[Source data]
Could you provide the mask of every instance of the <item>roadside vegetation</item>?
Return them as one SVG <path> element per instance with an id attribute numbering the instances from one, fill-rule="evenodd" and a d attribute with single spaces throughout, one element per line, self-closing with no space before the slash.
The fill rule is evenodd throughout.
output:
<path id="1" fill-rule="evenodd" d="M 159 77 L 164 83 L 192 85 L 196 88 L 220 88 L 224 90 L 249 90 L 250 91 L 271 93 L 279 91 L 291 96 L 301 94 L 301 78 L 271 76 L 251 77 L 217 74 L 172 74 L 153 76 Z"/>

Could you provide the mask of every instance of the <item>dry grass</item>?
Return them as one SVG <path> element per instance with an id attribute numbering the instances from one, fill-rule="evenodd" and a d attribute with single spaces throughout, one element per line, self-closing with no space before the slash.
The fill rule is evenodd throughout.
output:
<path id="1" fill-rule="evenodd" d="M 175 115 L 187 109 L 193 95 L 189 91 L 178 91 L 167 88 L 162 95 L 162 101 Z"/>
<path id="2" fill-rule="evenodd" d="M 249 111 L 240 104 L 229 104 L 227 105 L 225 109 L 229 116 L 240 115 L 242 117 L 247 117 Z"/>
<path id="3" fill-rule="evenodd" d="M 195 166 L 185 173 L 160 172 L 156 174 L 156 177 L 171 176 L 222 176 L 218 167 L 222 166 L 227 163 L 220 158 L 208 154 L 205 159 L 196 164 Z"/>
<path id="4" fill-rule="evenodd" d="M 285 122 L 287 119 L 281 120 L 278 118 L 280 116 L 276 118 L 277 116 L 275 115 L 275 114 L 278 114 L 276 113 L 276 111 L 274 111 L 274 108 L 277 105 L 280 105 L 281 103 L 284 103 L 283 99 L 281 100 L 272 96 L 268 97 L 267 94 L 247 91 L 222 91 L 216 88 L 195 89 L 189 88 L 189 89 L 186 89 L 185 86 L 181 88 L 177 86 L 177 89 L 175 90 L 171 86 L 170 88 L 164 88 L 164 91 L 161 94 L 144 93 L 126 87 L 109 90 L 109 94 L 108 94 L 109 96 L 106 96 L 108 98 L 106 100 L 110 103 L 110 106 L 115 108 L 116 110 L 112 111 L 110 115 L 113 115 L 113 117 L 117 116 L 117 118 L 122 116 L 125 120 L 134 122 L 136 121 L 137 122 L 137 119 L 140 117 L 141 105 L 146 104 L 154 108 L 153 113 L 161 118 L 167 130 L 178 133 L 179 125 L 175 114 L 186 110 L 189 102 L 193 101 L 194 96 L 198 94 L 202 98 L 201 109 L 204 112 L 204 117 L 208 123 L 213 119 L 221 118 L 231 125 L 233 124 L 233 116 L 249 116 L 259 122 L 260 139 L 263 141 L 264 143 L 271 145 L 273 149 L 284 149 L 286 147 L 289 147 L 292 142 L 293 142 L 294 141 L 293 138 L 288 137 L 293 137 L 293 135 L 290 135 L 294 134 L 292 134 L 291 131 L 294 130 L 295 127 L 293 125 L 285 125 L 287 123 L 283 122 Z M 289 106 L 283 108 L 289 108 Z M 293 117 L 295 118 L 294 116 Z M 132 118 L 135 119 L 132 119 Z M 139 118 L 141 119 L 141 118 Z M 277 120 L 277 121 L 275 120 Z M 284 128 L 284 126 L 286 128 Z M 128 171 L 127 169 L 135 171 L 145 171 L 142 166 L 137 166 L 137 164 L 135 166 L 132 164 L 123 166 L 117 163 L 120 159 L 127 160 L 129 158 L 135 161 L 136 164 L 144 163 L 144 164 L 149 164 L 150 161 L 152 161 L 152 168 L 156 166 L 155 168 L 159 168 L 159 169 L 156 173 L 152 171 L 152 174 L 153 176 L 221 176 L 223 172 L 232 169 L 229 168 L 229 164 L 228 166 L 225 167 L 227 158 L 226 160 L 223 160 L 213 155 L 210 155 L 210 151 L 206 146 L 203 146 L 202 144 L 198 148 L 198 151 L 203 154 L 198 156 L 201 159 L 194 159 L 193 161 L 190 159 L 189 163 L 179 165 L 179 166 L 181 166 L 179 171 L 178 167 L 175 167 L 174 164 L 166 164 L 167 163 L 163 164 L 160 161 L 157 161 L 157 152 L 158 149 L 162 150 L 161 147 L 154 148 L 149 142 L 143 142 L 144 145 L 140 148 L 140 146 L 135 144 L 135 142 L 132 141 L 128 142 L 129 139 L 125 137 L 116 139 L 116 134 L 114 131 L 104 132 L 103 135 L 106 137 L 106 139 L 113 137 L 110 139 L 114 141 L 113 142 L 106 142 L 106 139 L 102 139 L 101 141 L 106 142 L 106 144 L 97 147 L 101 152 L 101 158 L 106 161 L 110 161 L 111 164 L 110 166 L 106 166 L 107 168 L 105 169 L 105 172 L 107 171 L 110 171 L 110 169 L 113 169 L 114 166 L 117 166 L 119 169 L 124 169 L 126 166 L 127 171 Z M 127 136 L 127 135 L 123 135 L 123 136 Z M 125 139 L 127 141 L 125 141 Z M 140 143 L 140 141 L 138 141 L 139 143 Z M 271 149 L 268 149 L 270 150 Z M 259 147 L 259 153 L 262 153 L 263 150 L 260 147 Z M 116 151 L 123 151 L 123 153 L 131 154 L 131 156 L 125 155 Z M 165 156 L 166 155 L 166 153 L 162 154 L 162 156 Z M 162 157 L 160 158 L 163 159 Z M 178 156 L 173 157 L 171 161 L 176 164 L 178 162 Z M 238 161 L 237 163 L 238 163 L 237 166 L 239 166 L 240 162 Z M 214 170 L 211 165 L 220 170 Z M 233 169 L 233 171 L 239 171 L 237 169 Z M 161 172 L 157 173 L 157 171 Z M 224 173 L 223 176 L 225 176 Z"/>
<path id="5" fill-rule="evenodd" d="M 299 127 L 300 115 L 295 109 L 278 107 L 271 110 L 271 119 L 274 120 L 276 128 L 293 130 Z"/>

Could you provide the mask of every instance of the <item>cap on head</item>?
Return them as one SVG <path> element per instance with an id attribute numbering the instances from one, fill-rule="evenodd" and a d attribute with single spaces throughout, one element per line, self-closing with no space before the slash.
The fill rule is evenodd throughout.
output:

● **REQUIREMENTS**: Please copy out the records above with "mask" swapped for "outline" everywhere it occurs, leaving everything else the same.

● **RESULT FOR THIS TASK**:
Could you provide the outline of every instance of the <item>roadside vegetation</item>?
Return them as one SVG <path> element per instance with an id attribute numbering the instances from one, fill-rule="evenodd" and a d attribute with single spaces throughout, one element per line, self-closing with no space before the slash.
The fill rule is evenodd throughout.
output:
<path id="1" fill-rule="evenodd" d="M 159 77 L 164 83 L 192 85 L 196 88 L 220 88 L 224 90 L 249 90 L 250 91 L 271 93 L 279 91 L 291 96 L 301 94 L 301 78 L 271 76 L 251 77 L 217 74 L 172 74 L 153 76 Z"/>

Could you provide the outline of every instance of the <item>dry grass</item>?
Return them as one SVG <path> element per instance with an id attribute numbering the instances from one, fill-rule="evenodd" and a d attribute with single spaces throughout, one element per line, self-closing with no space before the slash.
The fill rule is evenodd throughout.
output:
<path id="1" fill-rule="evenodd" d="M 175 115 L 187 109 L 193 95 L 189 91 L 178 91 L 167 88 L 162 95 L 162 101 Z"/>
<path id="2" fill-rule="evenodd" d="M 249 111 L 240 104 L 229 104 L 227 105 L 225 109 L 229 116 L 240 115 L 242 117 L 247 117 Z"/>
<path id="3" fill-rule="evenodd" d="M 195 166 L 185 173 L 160 172 L 156 174 L 156 177 L 171 176 L 222 176 L 218 167 L 222 166 L 227 163 L 220 158 L 208 154 L 205 159 L 196 164 Z"/>
<path id="4" fill-rule="evenodd" d="M 285 122 L 287 119 L 281 120 L 278 118 L 280 116 L 276 118 L 277 116 L 275 115 L 275 114 L 278 114 L 276 113 L 276 111 L 274 111 L 274 108 L 277 105 L 280 105 L 281 103 L 284 103 L 283 99 L 281 100 L 272 96 L 268 97 L 267 94 L 247 91 L 222 91 L 216 88 L 195 89 L 189 88 L 189 89 L 186 89 L 185 86 L 181 88 L 177 86 L 177 89 L 175 90 L 171 86 L 170 88 L 164 88 L 164 91 L 161 94 L 144 93 L 126 87 L 109 90 L 109 94 L 108 94 L 109 96 L 106 96 L 108 98 L 106 100 L 110 103 L 110 106 L 115 108 L 116 110 L 112 111 L 110 115 L 113 115 L 113 117 L 117 116 L 117 118 L 122 116 L 125 120 L 134 122 L 136 121 L 137 122 L 137 119 L 140 117 L 141 105 L 146 104 L 154 108 L 153 113 L 161 118 L 167 130 L 178 133 L 179 125 L 175 114 L 186 110 L 189 102 L 193 101 L 194 96 L 198 94 L 202 98 L 201 109 L 204 112 L 204 117 L 208 123 L 213 119 L 221 118 L 231 125 L 233 124 L 233 116 L 249 116 L 259 122 L 260 139 L 263 141 L 264 143 L 271 145 L 273 149 L 284 149 L 286 147 L 289 147 L 292 142 L 293 142 L 294 141 L 293 138 L 288 137 L 293 137 L 293 135 L 290 135 L 294 134 L 292 134 L 291 131 L 294 130 L 295 127 L 293 125 L 285 125 L 287 123 L 283 122 Z M 289 106 L 283 108 L 289 108 Z M 293 117 L 295 118 L 294 116 Z M 132 118 L 135 119 L 132 119 Z M 139 118 L 141 119 L 141 118 Z M 277 120 L 277 121 L 275 120 Z M 284 128 L 284 126 L 286 128 Z M 128 171 L 127 169 L 135 171 L 145 171 L 142 166 L 137 166 L 137 164 L 135 166 L 132 164 L 123 166 L 117 163 L 120 159 L 127 160 L 129 158 L 135 161 L 136 164 L 144 163 L 144 164 L 149 164 L 150 161 L 152 161 L 152 168 L 156 166 L 155 168 L 159 168 L 159 169 L 156 173 L 152 171 L 152 174 L 153 176 L 221 176 L 223 172 L 232 169 L 229 168 L 229 164 L 228 166 L 225 167 L 227 158 L 226 160 L 223 160 L 213 155 L 210 155 L 210 151 L 206 146 L 203 146 L 202 144 L 198 148 L 198 151 L 203 154 L 198 156 L 201 159 L 194 159 L 193 161 L 190 159 L 189 163 L 179 165 L 179 166 L 181 166 L 179 171 L 178 167 L 175 167 L 174 164 L 166 164 L 167 163 L 163 164 L 160 161 L 157 161 L 157 152 L 158 149 L 162 150 L 161 147 L 154 148 L 149 142 L 143 142 L 144 145 L 140 148 L 140 146 L 135 144 L 135 142 L 132 141 L 128 142 L 129 139 L 125 137 L 116 139 L 116 134 L 114 131 L 104 132 L 103 135 L 106 137 L 106 139 L 113 137 L 110 139 L 114 141 L 113 142 L 106 142 L 106 139 L 102 139 L 101 141 L 106 142 L 106 144 L 97 147 L 101 152 L 101 158 L 106 161 L 110 161 L 111 164 L 110 166 L 106 166 L 107 168 L 105 169 L 105 172 L 107 171 L 110 171 L 110 169 L 113 169 L 114 166 L 117 166 L 119 169 L 124 169 L 126 166 L 127 171 Z M 127 136 L 127 135 L 123 135 L 123 136 Z M 125 139 L 127 141 L 125 141 Z M 140 143 L 140 141 L 138 141 L 139 143 Z M 271 149 L 268 149 L 270 150 Z M 259 147 L 259 153 L 262 153 L 263 150 L 260 147 Z M 116 151 L 123 151 L 123 153 L 131 154 L 131 156 L 125 155 Z M 165 156 L 166 155 L 166 153 L 162 154 L 162 156 Z M 162 157 L 160 158 L 163 159 Z M 178 156 L 173 157 L 171 161 L 176 164 L 178 162 Z M 238 161 L 237 163 L 238 163 L 237 166 L 239 166 L 240 162 Z M 214 170 L 211 165 L 220 170 Z M 233 169 L 233 171 L 239 171 L 237 169 Z M 161 172 L 157 173 L 157 171 Z M 224 173 L 223 176 L 225 176 Z"/>
<path id="5" fill-rule="evenodd" d="M 299 127 L 300 115 L 295 109 L 278 107 L 271 110 L 271 119 L 274 120 L 276 128 L 293 130 Z"/>

Could you provide the outline of every instance of the <item>cap on head</item>?
Return them as one SVG <path> element per instance with an id attribute numbering the instances from one, fill-rule="evenodd" and a d attribute with single spaces throughout, one element per line, self-closing with no space before the slash.
The fill rule is evenodd throughout.
output:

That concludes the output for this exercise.